▸ Task statement
Answer these from the article below on the proposed Georgetown–Rosslyn gondola:
1. Which transportation projects does the Arlington County Board say take priority over the gondola?
2. Who chairs the Arlington County Board?
3. What position does Joe Sternlieb hold?

▸ Selected passage
====================
A proposed gondola connecting Georgetown and Rosslyn across the Potomac River won’t be funded with money from Arlington because other transportation projects, such as Metro and Columbia Pike transit, take priority, the Arlington County Board said Friday.

“Given our identified and pressing transportation needs, along with some ongoing concerns about the long-term value of the gondola, the Board is not in favor of any further funding of the gondola project,” the board’s chairman, Jay Fisette (D), said in a letter to the gondola study committee.

But the project — which has been touted by the Georgetown Business Improvement District, among others, as a cheaper way to get mass transit access between the two booming neighborhoods — is far from dead, Joe Sternlieb, president of the Georgetown BID, said.

“People on this side of the river will continue to have conversations for the next year or so, and if a coalition of regional leaders decide to go forward, we’ll try to re-engage Arlington at that point,” Sternlieb said. “By no means is this a death knell.”
====================
▸ Dataset excerpt
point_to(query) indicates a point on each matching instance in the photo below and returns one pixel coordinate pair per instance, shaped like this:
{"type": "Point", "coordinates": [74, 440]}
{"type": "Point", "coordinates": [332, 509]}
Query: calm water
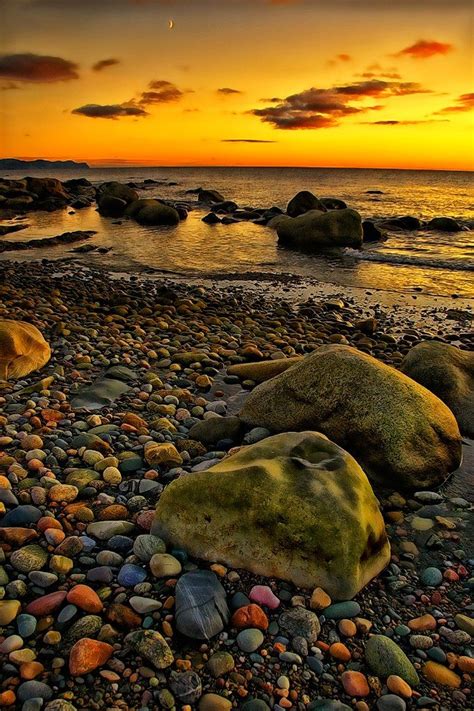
====================
▸ Reply
1. Metro and Columbia Pike transit.
2. Jay Fisette (D).
3. President of the Georgetown Business Improvement District (BID).